[STATED GOAL] Starting with the line that contains "the church steeple.", copy every line through the end of the data below, exactly and with nothing added.

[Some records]
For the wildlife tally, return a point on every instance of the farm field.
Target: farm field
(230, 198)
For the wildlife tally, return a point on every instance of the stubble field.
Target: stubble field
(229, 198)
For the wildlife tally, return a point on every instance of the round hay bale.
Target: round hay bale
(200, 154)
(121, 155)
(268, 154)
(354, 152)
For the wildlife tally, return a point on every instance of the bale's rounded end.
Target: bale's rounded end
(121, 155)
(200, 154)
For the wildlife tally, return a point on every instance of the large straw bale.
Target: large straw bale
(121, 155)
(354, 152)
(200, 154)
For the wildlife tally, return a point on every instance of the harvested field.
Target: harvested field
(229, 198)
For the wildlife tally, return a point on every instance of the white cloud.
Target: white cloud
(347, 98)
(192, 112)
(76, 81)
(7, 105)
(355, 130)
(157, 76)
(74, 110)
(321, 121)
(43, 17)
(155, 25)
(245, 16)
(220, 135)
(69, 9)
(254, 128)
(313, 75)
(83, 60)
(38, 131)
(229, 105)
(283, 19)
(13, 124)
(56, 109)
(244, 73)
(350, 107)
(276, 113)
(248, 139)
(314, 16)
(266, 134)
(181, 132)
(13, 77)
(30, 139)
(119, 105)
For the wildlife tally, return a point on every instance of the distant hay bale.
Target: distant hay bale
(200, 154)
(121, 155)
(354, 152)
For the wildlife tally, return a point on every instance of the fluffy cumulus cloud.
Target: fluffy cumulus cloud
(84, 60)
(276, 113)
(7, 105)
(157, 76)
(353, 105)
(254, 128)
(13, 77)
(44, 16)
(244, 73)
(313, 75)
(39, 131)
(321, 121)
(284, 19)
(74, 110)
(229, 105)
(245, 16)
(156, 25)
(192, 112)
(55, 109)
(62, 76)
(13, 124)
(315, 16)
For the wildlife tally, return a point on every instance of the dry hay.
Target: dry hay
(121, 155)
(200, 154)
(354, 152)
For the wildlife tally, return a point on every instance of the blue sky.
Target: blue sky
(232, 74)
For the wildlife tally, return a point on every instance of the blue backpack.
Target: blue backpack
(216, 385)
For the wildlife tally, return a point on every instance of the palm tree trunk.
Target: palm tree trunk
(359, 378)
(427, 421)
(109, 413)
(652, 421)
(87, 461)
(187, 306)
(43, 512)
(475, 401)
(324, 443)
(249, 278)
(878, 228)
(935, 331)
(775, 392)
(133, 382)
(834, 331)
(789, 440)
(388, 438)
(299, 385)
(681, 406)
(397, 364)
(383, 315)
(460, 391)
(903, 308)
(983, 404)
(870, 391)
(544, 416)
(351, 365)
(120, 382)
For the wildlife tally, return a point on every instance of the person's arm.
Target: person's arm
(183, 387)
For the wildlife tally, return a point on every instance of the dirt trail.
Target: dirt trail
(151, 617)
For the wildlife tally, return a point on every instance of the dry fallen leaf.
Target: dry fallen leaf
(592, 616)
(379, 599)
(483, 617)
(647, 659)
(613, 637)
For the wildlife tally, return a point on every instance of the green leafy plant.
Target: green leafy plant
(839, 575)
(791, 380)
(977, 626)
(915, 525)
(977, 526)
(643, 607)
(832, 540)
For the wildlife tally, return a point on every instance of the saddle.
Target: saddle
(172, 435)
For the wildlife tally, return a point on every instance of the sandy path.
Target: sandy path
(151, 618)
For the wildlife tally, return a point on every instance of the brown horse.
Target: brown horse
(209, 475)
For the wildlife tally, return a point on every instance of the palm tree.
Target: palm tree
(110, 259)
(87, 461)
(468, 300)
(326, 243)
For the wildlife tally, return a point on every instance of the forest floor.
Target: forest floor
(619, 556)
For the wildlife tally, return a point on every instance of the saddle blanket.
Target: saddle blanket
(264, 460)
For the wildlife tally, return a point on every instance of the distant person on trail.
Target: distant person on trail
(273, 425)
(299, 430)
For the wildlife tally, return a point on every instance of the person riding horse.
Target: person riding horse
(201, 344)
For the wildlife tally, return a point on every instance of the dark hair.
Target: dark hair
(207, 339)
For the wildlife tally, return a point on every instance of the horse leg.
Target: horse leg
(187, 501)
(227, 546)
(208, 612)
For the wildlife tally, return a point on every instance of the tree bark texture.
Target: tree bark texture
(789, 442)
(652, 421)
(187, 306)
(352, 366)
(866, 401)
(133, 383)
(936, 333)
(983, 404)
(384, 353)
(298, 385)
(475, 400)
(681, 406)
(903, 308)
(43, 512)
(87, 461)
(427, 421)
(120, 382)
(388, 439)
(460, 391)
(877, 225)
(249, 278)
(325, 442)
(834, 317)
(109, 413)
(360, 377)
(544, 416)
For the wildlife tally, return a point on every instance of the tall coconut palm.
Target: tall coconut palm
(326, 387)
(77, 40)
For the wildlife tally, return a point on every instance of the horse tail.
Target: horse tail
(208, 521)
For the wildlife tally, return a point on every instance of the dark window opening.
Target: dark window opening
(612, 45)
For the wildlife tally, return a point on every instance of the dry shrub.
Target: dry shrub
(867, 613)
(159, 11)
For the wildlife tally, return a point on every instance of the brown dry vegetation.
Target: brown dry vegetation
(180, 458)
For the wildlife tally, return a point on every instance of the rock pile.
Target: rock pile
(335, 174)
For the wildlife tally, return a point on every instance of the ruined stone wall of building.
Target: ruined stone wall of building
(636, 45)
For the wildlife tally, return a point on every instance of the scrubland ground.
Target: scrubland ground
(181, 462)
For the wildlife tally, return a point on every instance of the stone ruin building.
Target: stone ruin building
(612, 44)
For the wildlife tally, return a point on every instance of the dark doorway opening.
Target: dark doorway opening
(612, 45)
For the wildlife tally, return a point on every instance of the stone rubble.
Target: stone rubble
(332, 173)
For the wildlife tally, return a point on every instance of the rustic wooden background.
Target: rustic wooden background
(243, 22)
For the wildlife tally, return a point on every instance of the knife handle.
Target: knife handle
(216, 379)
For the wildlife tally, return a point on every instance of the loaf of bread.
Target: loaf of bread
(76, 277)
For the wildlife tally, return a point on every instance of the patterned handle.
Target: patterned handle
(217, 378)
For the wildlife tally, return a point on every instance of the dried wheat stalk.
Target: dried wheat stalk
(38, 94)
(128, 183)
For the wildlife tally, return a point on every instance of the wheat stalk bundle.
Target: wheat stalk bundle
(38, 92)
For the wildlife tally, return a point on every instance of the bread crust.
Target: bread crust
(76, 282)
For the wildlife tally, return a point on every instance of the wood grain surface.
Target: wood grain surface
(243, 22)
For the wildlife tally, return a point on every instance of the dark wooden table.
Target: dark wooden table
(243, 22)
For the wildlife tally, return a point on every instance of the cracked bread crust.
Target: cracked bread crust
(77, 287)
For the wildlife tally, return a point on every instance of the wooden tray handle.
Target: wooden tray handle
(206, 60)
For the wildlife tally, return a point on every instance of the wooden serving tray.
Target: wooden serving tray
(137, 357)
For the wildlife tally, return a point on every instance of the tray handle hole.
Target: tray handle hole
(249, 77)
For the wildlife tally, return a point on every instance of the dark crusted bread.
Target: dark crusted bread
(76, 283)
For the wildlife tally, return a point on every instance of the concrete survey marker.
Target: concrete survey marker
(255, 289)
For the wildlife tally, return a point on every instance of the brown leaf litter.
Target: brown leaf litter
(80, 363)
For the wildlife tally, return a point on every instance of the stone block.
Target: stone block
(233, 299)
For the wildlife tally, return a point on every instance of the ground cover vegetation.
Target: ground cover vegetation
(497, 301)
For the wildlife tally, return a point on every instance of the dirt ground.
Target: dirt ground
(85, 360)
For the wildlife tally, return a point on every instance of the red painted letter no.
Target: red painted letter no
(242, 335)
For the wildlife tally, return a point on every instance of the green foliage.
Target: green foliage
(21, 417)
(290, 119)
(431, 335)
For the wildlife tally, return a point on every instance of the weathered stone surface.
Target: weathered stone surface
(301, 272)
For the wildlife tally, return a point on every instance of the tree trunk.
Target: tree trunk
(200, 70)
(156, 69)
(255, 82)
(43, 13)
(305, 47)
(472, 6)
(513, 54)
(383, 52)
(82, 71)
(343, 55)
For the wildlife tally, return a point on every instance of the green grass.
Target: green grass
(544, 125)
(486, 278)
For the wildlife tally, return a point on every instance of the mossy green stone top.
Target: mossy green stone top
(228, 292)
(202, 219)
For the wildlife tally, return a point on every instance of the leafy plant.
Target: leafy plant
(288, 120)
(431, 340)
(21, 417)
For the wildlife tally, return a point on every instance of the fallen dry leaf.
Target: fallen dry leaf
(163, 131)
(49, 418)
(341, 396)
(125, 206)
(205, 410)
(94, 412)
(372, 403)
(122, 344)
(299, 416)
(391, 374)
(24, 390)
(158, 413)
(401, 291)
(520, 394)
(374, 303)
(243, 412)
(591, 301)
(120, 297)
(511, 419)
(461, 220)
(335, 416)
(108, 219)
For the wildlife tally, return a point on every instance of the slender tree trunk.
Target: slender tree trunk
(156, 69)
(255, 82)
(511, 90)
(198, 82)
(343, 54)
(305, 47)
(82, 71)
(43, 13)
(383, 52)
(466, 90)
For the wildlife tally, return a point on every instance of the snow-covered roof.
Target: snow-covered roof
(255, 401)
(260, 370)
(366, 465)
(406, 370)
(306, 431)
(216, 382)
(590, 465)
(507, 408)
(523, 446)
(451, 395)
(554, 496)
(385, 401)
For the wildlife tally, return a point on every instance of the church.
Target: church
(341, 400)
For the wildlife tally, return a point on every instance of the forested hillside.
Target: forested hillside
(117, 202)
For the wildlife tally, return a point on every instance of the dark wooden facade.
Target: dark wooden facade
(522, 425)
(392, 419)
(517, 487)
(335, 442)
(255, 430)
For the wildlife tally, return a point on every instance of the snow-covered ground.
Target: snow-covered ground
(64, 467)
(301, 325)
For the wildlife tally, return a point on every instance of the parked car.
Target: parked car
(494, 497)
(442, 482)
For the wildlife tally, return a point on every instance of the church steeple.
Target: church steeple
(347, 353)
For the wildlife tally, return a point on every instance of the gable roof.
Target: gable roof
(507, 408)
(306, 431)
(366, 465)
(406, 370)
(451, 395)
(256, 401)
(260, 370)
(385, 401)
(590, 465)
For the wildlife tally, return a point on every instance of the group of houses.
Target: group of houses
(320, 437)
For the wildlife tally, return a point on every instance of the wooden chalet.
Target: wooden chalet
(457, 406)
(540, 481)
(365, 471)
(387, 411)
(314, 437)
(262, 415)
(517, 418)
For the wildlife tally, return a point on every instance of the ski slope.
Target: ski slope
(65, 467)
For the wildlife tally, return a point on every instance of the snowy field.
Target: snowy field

[EXERCISE RESULT]
For the wildlife tally, return a point on every instance of the church steeple.
Target: church steeple
(347, 353)
For the wildlife tally, return a point on every instance of the gable roof.
Target: gable roof
(507, 408)
(306, 431)
(366, 465)
(406, 370)
(451, 395)
(256, 401)
(260, 370)
(385, 401)
(590, 465)
For the wildlife tally, return a point on every instance of the group of houses.
Target: group of houses
(320, 437)
For the wildlife tally, return a point on every instance of the wooden chalet.
Target: wooden chalet
(457, 406)
(540, 481)
(365, 471)
(387, 411)
(314, 437)
(262, 415)
(517, 418)
For the wildlife tally, return a point on every instance of the ski slope.
Target: ski slope
(65, 467)
For the wildlife tally, return a point on every instance of the snowy field.
Target: snowy field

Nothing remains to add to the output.